-- Begin Provided information --

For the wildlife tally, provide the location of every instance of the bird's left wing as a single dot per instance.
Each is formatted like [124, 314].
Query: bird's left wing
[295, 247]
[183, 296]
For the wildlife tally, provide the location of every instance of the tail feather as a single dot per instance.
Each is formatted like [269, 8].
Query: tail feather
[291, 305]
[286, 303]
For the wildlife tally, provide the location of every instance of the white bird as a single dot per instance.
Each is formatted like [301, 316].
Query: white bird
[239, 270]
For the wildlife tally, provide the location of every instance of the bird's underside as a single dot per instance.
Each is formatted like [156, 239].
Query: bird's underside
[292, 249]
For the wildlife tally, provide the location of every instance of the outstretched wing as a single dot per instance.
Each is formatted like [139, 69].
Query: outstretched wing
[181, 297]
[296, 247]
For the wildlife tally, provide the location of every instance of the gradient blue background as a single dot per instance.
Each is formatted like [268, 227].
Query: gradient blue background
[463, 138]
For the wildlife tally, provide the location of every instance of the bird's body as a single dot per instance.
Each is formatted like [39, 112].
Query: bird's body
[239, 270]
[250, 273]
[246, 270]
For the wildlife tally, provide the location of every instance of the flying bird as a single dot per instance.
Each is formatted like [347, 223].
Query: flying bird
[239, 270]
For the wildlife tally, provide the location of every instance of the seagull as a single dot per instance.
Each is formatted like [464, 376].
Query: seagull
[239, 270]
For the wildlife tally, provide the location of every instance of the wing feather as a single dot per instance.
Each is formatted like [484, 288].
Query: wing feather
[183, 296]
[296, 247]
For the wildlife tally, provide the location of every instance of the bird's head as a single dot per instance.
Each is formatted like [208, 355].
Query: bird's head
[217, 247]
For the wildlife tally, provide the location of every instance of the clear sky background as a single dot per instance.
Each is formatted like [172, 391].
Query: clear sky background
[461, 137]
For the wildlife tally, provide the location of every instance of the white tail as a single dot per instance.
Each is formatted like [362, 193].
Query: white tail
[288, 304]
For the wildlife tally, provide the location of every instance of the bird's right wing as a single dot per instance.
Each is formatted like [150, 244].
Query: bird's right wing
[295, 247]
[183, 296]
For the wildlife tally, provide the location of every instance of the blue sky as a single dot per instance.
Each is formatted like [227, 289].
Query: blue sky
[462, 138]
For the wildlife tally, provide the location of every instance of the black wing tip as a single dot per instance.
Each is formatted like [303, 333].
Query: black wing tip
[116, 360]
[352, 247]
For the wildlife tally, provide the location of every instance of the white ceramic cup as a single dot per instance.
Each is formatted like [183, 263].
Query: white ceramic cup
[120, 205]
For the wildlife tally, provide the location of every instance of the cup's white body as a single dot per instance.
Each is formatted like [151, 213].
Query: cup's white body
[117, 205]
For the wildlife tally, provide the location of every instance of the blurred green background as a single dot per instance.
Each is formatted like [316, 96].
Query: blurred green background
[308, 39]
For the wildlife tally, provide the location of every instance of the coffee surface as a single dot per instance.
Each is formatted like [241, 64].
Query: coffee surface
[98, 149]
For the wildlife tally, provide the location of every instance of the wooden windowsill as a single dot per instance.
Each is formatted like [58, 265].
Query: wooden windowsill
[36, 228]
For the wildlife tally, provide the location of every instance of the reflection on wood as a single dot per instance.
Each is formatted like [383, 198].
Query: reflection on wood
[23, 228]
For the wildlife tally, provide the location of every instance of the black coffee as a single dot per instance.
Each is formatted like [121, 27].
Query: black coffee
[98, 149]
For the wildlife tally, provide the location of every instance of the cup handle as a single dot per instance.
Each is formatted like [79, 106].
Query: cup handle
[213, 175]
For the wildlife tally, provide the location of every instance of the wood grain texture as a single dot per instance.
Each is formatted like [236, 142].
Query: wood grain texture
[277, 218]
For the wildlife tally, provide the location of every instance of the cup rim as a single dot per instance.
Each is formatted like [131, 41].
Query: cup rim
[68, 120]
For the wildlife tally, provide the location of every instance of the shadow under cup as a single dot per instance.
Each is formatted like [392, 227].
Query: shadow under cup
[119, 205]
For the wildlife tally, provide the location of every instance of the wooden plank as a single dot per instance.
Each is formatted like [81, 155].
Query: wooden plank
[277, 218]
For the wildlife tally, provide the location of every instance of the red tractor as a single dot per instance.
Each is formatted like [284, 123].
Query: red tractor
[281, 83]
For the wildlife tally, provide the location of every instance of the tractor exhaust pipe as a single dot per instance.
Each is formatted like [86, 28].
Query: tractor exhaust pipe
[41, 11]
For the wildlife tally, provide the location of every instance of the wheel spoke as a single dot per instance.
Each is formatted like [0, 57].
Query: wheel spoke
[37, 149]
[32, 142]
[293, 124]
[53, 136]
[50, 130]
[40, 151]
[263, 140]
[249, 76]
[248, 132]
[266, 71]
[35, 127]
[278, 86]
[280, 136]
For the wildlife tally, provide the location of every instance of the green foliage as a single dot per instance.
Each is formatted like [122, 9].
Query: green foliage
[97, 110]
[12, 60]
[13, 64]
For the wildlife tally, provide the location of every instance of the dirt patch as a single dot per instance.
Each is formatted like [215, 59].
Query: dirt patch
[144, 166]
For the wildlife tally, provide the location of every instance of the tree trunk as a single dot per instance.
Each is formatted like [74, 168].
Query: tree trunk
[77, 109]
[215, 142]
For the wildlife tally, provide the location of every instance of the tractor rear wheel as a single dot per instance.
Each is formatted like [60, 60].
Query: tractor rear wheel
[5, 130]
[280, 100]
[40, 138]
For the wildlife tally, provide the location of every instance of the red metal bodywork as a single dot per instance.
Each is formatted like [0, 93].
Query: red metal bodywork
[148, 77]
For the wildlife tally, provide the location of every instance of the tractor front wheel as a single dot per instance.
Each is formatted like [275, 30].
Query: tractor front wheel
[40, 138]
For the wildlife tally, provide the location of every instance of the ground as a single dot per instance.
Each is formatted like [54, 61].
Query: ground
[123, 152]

-- End Provided information --

__Stated exercise__
Can you echo, word for word, the stretch of rows from the line containing "front wheel as a single dot per instance." through the end of the rows?

__Solution for this problem__
For the wildlife tally, provide the location of every instance of the tractor front wheel as a single dot per instance.
Each is formatted like [275, 30].
Query: tractor front wheel
[40, 138]
For the wildlife tally, provide the location of every instance of the ground as a single dot per instance.
Each is formatted like [54, 61].
Query: ground
[123, 152]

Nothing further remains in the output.